§ **GOAL**
Format every line of the records below as a JSON list of strings, one string per line, and skip any blank lines.

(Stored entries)
══════════
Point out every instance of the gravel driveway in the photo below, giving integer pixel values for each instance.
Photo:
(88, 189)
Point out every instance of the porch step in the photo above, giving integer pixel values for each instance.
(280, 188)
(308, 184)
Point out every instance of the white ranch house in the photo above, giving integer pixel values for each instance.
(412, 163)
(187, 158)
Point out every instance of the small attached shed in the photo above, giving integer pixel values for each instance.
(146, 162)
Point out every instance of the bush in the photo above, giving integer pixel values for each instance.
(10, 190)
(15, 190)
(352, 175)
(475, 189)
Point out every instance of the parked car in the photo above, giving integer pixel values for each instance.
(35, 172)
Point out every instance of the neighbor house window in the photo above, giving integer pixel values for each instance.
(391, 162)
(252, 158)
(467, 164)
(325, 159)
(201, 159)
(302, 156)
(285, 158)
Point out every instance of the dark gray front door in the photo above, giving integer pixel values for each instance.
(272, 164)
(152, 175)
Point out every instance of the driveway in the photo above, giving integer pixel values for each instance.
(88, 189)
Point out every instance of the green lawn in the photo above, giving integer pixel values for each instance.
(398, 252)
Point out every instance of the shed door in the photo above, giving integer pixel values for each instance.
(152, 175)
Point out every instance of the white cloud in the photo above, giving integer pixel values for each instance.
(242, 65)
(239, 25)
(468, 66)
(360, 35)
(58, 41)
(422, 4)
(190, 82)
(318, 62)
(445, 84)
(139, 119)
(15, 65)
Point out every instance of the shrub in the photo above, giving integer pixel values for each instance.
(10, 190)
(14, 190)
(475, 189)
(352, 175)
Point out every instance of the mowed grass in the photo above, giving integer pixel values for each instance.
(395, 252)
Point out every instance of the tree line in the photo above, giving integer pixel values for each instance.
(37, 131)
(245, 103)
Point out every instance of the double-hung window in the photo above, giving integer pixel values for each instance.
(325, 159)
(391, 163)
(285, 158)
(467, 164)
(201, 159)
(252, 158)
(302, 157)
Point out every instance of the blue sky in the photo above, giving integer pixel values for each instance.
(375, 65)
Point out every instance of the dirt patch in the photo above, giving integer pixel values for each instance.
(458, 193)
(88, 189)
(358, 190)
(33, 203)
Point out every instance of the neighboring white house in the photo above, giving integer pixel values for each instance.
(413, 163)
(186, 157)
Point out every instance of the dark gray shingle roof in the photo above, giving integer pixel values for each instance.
══════════
§ **EXERCISE SOLUTION**
[
  "Point out every instance of the gravel driveway in the photo below, giving integer pixel values for each instance.",
  "Photo:",
  "(88, 189)",
  "Point out every instance of the porch step in the photo above, giving integer pixel values for each instance.",
  "(280, 188)",
  "(308, 184)",
  "Point out every instance of the white ranch house in the photo above, giving integer pixel values for each instance.",
  "(412, 163)",
  "(187, 158)",
  "Point out every instance of the small attached shed in the photo above, giving integer pixel values for each instance.",
  "(146, 162)",
  "Point out every instance of the bush in the photo above, giving integer pixel values for each instance.",
  "(10, 190)",
  "(15, 190)",
  "(352, 175)",
  "(475, 189)",
  "Point out every instance of the parked car in the photo above, giving integer pixel values for each instance.",
  "(35, 172)",
  "Point out every instance of the neighbor house window in the photo above, giving integer pixel values for each instance.",
  "(391, 162)",
  "(252, 158)",
  "(467, 164)",
  "(325, 159)",
  "(201, 159)",
  "(302, 156)",
  "(285, 158)",
  "Point out every instance of the dark gray front door in the photo above, giving integer pixel values for each instance.",
  "(272, 164)",
  "(152, 175)",
  "Point out every instance of the driveway in the photo above, giving integer pixel values for each instance.",
  "(88, 189)",
  "Point out every instance of the green lawn in the photo above, giving integer pixel values for each instance.",
  "(398, 252)",
  "Point out every instance of the shed door in the photo above, giving integer pixel values for each instance.",
  "(152, 175)",
  "Point out every instance of the white cloud in the photo above, giving integer pixel values for each instance.",
  "(242, 65)",
  "(239, 25)",
  "(468, 66)",
  "(360, 35)",
  "(58, 41)",
  "(422, 4)",
  "(190, 82)",
  "(318, 62)",
  "(445, 84)",
  "(139, 119)",
  "(15, 65)",
  "Point out every instance of the shrub in the photo above, giving integer pixel values for each instance.",
  "(10, 190)",
  "(14, 190)",
  "(475, 189)",
  "(352, 175)",
  "Point out every instance of the mowed grass in the photo above, giving integer pixel values for each instance.",
  "(395, 252)",
  "Point out every instance of the tree line in the photo above, giving integer pixel values for each instance.",
  "(37, 131)",
  "(245, 103)",
  "Point out every instance of the double-hung window in the photo above, giving integer pixel values for each instance.",
  "(325, 159)",
  "(391, 163)",
  "(285, 158)",
  "(467, 164)",
  "(201, 159)",
  "(252, 158)",
  "(302, 157)",
  "Point out every instance of the blue sky in the photo above, giving integer pixel values for each instance.",
  "(375, 65)",
  "Point out every instance of the dirt patch in the photo above, giving integer pixel values for each instance.",
  "(458, 193)",
  "(88, 189)",
  "(358, 190)",
  "(33, 203)",
  "Point out every instance of the neighboring white house in the photo above, giving integer pixel values for each instance.",
  "(413, 163)",
  "(186, 157)",
  "Point out every instance of the dark gray shingle roof in the photo above, giving integer pixel values for each instance."
]